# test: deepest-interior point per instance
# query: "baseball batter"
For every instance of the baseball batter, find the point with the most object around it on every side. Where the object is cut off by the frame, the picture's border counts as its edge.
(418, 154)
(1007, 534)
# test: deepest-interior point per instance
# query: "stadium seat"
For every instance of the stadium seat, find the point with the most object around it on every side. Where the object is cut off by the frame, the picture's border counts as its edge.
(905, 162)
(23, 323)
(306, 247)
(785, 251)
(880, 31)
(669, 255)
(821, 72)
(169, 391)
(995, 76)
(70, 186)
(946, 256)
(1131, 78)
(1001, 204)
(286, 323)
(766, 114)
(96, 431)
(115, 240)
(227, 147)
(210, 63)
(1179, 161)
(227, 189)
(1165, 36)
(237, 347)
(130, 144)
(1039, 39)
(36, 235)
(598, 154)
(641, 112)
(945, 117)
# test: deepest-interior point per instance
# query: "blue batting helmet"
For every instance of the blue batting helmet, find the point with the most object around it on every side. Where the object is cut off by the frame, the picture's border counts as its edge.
******
** CHALLENGE **
Rewrite the lines above as a numbered list, omitting any blank lines.

** ANSWER FOR THIS EXERCISE **
1. # test: deepest-interior point per instance
2. # query: "baseball batter"
3. For every instance of the baseball batter, find the point with the most object around it on every side. Where the object is cut off by the frame, the picture's border counts as its edge.
4. (418, 154)
5. (1007, 534)
6. # test: deepest-interior point per instance
7. # query: "stadium seat"
8. For every instance of the stadium seat, find the point with the most object around it on every side. Where the object is cut off by the frame, the picture's border counts as its edge.
9. (905, 162)
10. (23, 323)
11. (306, 247)
12. (785, 251)
13. (880, 31)
14. (669, 255)
15. (821, 72)
16. (169, 391)
17. (995, 76)
18. (70, 186)
19. (946, 256)
20. (1131, 78)
21. (1001, 204)
22. (286, 323)
23. (766, 114)
24. (96, 431)
25. (115, 240)
26. (227, 147)
27. (210, 63)
28. (1179, 161)
29. (227, 189)
30. (1165, 36)
31. (237, 347)
32. (130, 144)
33. (1039, 39)
34. (36, 235)
35. (598, 154)
36. (641, 112)
37. (945, 117)
38. # test: deepest-interior point per instance
39. # query: "blue batting helmet"
40. For every instance of the blue batting helmet, find the point with the most object around it on every side. Where the object is cut off by the frame, the picture's border counts as its edge.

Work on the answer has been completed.